• [EXERCISE GOAL]: All of the entries below are to be retyped exactly.

• [RECORDS TO PROCESS]:

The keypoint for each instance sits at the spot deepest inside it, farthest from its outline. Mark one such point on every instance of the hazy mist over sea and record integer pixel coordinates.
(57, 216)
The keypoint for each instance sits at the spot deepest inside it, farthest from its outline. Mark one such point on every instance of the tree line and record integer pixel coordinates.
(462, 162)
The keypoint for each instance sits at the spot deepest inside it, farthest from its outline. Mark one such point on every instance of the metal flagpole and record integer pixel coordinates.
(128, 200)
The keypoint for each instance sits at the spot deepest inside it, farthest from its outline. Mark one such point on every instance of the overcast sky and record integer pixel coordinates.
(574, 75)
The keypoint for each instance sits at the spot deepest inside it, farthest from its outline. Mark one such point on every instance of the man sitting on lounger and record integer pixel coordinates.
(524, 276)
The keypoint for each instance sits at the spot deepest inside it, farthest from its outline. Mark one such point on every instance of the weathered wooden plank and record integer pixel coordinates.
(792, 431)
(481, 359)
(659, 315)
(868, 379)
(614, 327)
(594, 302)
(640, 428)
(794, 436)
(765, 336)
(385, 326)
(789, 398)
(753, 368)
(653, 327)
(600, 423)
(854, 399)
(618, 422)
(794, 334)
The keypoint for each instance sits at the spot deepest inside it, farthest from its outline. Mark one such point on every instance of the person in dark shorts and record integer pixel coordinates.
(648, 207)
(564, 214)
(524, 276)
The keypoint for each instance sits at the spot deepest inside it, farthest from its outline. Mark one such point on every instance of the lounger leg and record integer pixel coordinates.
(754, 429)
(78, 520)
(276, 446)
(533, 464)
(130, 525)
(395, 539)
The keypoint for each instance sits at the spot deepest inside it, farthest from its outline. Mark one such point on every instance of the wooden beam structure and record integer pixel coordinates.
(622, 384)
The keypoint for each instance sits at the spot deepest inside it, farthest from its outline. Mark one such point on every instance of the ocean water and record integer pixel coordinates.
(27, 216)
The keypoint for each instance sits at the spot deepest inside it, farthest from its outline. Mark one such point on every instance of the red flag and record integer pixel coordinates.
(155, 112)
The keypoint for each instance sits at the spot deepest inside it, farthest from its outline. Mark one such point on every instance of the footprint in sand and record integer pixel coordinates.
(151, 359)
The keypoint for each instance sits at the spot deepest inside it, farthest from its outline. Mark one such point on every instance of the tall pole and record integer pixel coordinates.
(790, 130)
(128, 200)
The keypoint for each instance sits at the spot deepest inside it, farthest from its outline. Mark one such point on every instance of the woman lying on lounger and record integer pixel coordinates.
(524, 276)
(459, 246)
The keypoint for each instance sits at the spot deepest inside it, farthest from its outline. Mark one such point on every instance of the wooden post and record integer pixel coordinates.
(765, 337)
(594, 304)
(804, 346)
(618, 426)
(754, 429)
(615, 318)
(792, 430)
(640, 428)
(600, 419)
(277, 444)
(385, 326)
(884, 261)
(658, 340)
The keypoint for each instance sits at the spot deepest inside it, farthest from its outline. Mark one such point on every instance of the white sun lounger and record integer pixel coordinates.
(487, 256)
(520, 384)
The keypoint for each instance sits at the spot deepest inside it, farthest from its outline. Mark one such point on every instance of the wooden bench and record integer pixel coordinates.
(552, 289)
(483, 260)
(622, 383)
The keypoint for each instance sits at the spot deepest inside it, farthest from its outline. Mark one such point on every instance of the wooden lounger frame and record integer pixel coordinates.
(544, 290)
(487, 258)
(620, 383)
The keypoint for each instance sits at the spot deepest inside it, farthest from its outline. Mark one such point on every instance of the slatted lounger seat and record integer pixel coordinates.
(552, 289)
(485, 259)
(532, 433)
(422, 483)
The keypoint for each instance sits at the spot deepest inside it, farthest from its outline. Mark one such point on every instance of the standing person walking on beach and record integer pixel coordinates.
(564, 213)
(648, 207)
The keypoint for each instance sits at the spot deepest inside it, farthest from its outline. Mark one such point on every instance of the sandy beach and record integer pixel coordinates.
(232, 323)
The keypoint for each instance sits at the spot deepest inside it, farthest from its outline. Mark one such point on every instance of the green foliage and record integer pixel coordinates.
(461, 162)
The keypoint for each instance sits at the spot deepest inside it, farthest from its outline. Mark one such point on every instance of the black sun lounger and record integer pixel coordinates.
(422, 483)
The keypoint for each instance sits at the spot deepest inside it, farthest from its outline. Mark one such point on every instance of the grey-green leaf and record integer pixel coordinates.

• [RESPONSE TO THE TASK]:
The keypoint for each instance sits at the spot deepest inside it, farthest from its outline. Mark one such point on every instance of the hazy mist over sea and record integer pixel coordinates.
(57, 216)
The keypoint for each instance sits at the spot deepest inside it, farthest from its outline. Mark one such point on every instance of the tree line and record integer pixel coordinates.
(462, 162)
The keypoint for each instance sits at the spot deepest inside it, farthest from its outline. Mark one such point on every instance of the metal flagpole and record integer pixel coordinates.
(128, 200)
The keypoint for each instance sits at the spot deepest inside it, farthest from its outline. Mark one such point on every instance of the overcast sky and record integer pixel coordinates.
(574, 75)
The keypoint for each instance sits at the spot deepest inside it, farthest from its outline. Mark one such point on every instance of the man sitting on lounger and record integer pixel coordinates.
(524, 276)
The keypoint for each instance sits at the spot deepest inside it, farthest from its outline. Mark one such point on every instance of the weathered wooden plank and record integer pixel coordinates.
(792, 431)
(481, 359)
(659, 315)
(868, 379)
(614, 327)
(594, 302)
(640, 428)
(794, 436)
(765, 336)
(385, 326)
(789, 398)
(753, 368)
(653, 327)
(600, 423)
(854, 399)
(618, 422)
(794, 334)
The keypoint for each instance sits at the spot deepest inside it, farthest from its outline. Mark one such point on every instance of the person in dark shorts and record integer pixel coordinates.
(648, 207)
(564, 214)
(524, 276)
The keypoint for each instance sits at the spot deepest inside it, farthest from its outline. Mark one such point on every instance of the lounger leg and record integer pixel coordinates.
(754, 429)
(78, 520)
(276, 446)
(533, 464)
(130, 525)
(395, 539)
The keypoint for each instance sits at the spot deepest inside it, farthest from its outline. Mark one such point on every instance of the wooden beam structure and record integer pixel coordinates.
(622, 384)
The keypoint for each instance sits at the spot deepest inside it, farthest from its outline. Mark one such point on every instance of the ocean water and record integer pixel coordinates.
(27, 216)
The keypoint for each instance sits at the spot deepest inside it, farthest from its outline. Mark one such point on every instance of the red flag and record integer pixel coordinates.
(155, 112)
The keypoint for each instance sits at the spot deepest inside it, farthest from its outline. Mark one such point on every instance of the footprint in sand and record integer pixel coordinates.
(151, 359)
The keypoint for each instance sits at the spot deepest inside it, farthest from its outline. Mark one such point on every instance of the tall pole and record integer pixel coordinates.
(790, 130)
(128, 200)
The keypoint for each instance sits at the spot deepest inside it, farthest from its outline. Mark one such point on every instance of the woman lying on lounger and record integer pixel coordinates.
(524, 276)
(459, 246)
The keypoint for each instance sits at the spot deepest inside it, farthest from its outline. Mark one such point on every instance of the wooden post and record integer pixel coordinates.
(765, 337)
(594, 304)
(804, 346)
(618, 426)
(754, 429)
(615, 318)
(792, 430)
(640, 428)
(600, 419)
(277, 444)
(385, 326)
(884, 261)
(658, 340)
The keypoint for each instance sits at the spot deepest inside it, farthest from its outline. Mark one such point on every instance of the white sun lounger and record integer pixel coordinates.
(487, 256)
(520, 384)
The keypoint for each instance sits at the spot deepest inside it, farthest from its outline. Mark one such point on every instance of the wooden bench and record integer pixel coordinates.
(552, 289)
(483, 260)
(622, 383)
The keypoint for each instance sits at the spot deepest inside it, farthest from its outline. Mark one such point on every instance of the wooden lounger frame and record integer pixel coordinates.
(544, 290)
(487, 258)
(620, 383)
The keypoint for each instance sits at the spot deepest inside it, farthest from its outline. Mark one such point on every instance of the slatted lounger seat and record integer pixel coordinates.
(552, 289)
(485, 259)
(532, 433)
(422, 483)
The keypoint for each instance sits at the spot deepest inside it, farthest from its outline. Mark one such point on every instance of the standing person walking on beach and record integer pixel coordinates.
(564, 213)
(648, 207)
The keypoint for each instance sits at the spot deepest inside it, farthest from its outline. Mark one such point on every instance of the sandy beach and record integer pixel coordinates.
(232, 323)
The keypoint for each instance sits at the spot deepest inside it, farthest from its outline. Mark one such point on every instance of the green foliage and record integer pixel coordinates.
(461, 162)
The keypoint for each instance sits at the spot deepest inside it, farthest from its outline. Mark one such point on every instance of the black sun lounger and record integer pixel coordinates.
(422, 483)
The keypoint for each instance sits at the spot deepest inside it, farthest from its outline. Mark one such point on every instance of the grey-green leaf and record integer pixel coordinates.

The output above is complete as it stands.